▸ **Problem to work on**: Could you reproduce the data below word for word, line by line, without altering anything?
"""
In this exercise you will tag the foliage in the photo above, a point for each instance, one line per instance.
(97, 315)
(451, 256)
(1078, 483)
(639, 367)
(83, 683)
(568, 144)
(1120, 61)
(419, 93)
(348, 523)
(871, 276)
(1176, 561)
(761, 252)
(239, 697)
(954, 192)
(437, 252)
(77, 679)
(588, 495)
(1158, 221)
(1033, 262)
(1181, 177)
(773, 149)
"""
▸ **Worked answer**:
In this exercise you will tag the foliage in the photo above, a point for each instance, one line per instance.
(97, 315)
(451, 256)
(1078, 483)
(639, 367)
(83, 683)
(568, 144)
(1120, 61)
(419, 93)
(348, 523)
(871, 276)
(1176, 561)
(761, 252)
(239, 697)
(954, 192)
(437, 252)
(77, 679)
(588, 495)
(1158, 221)
(1033, 262)
(1181, 177)
(773, 149)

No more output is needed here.